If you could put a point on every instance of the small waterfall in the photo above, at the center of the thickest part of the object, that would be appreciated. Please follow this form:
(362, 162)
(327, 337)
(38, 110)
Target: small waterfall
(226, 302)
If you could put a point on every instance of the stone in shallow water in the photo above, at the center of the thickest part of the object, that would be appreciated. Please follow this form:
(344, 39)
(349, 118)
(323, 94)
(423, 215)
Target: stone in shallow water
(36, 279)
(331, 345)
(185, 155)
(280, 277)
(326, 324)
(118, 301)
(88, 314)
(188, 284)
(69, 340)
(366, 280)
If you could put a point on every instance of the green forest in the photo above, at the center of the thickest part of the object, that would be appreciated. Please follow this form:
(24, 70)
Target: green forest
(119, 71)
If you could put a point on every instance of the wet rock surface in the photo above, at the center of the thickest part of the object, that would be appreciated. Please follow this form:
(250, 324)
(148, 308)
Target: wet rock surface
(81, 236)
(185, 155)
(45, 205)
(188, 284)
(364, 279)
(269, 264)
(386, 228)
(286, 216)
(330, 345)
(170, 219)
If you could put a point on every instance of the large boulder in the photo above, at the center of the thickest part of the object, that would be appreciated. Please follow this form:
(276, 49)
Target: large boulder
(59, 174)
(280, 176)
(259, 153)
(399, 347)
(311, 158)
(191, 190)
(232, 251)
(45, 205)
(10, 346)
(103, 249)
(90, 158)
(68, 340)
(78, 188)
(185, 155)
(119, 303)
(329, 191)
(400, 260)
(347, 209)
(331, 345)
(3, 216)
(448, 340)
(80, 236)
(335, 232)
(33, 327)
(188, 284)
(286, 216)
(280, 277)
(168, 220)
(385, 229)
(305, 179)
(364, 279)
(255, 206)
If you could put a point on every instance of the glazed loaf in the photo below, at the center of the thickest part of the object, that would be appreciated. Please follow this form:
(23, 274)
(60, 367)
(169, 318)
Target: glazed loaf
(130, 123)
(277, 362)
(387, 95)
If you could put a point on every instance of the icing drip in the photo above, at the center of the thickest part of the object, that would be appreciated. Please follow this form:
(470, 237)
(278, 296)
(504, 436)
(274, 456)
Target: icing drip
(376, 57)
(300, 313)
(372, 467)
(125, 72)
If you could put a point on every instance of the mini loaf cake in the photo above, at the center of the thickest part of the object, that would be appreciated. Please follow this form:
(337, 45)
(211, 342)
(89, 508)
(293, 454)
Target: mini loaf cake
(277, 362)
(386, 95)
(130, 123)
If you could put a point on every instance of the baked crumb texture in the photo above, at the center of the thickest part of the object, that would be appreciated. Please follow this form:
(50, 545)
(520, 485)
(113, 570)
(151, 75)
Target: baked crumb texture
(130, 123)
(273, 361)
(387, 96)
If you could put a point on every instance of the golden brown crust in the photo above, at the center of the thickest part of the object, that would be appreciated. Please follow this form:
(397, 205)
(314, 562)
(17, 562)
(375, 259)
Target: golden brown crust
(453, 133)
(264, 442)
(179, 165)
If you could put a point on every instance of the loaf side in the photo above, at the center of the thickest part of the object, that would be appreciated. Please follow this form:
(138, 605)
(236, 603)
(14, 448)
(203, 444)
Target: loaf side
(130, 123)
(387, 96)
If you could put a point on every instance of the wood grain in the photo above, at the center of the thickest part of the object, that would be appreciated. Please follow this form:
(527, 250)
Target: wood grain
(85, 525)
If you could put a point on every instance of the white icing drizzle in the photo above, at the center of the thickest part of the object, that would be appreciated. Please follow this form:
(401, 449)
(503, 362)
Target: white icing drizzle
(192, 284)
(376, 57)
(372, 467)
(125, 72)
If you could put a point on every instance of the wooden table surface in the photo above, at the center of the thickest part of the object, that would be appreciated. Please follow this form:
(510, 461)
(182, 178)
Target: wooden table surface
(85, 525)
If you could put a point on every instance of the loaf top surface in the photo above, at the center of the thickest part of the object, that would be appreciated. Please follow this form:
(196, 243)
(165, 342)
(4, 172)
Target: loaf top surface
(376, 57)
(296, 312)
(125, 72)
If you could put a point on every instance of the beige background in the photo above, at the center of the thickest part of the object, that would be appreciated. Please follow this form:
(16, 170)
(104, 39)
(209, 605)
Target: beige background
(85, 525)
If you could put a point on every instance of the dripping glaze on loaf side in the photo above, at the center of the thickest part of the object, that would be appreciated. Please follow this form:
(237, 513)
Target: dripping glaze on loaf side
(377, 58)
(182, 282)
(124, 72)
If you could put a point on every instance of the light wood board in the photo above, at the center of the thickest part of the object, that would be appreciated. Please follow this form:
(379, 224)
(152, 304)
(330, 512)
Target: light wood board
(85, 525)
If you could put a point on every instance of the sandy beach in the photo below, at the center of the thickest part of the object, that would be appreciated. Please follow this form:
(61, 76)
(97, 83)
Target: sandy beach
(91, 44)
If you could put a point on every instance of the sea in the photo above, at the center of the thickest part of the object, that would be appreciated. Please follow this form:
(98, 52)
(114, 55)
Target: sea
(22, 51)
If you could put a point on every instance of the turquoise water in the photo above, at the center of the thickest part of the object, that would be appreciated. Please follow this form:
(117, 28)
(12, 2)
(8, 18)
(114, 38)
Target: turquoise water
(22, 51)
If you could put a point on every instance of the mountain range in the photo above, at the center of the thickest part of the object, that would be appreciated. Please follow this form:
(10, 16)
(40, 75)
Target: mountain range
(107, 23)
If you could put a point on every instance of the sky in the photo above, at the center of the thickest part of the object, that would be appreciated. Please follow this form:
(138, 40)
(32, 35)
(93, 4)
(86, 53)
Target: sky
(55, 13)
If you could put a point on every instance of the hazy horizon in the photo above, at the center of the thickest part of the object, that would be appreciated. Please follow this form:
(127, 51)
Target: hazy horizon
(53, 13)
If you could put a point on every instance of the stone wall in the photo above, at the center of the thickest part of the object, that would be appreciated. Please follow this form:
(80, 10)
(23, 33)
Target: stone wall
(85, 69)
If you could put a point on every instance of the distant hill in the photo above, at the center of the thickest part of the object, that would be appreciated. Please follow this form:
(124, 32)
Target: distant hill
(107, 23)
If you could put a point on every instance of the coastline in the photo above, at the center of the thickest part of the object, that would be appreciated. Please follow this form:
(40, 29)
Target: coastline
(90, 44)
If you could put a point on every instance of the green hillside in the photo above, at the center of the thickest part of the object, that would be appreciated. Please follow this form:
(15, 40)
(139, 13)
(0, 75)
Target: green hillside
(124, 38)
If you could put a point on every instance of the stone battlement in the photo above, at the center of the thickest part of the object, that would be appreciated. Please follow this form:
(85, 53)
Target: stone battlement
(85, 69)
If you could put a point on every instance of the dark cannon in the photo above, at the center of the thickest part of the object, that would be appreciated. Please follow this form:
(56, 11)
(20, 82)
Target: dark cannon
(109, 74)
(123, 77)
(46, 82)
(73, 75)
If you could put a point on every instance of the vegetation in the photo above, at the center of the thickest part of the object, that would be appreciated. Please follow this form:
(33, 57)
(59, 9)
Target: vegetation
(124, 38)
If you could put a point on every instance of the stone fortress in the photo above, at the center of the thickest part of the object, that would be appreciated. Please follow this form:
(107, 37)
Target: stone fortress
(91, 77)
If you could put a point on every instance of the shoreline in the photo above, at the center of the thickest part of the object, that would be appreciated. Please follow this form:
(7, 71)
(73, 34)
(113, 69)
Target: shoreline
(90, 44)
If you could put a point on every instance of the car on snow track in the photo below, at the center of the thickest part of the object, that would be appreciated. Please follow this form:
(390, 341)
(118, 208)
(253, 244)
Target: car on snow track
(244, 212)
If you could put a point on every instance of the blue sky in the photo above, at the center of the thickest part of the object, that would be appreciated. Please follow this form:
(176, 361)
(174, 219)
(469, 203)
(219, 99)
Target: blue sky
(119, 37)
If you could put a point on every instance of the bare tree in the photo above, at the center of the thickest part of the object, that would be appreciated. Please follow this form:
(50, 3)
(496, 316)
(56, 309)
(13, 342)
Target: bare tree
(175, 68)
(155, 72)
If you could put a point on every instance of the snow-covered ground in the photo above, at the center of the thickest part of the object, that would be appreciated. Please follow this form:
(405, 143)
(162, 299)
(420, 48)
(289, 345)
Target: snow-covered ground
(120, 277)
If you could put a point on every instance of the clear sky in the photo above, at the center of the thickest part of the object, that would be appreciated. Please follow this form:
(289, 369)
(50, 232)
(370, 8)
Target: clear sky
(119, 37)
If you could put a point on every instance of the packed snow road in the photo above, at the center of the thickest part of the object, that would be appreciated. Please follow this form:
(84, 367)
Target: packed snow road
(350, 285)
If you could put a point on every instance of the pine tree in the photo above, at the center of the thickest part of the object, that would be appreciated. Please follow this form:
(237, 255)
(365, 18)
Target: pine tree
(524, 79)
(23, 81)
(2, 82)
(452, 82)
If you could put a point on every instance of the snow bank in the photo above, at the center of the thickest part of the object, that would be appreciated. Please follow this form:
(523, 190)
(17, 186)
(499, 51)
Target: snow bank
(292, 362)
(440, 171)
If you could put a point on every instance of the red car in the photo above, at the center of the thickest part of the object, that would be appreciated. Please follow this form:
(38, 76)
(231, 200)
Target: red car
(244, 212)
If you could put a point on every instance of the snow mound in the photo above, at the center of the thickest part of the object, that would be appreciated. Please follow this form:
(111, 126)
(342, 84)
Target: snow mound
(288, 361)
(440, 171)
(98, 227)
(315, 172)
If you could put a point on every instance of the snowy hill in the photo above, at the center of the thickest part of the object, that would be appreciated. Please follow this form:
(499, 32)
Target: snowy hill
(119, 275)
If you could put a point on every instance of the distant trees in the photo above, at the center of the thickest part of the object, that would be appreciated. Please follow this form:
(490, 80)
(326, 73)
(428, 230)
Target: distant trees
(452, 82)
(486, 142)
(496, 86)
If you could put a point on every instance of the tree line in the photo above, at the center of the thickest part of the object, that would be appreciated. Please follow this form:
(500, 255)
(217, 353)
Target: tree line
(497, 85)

* * *

• _THE TASK_
After reading the entries above, state the number of lines that contain the word "below", adding nothing else.

• _ANSWER TO THIS TASK_
3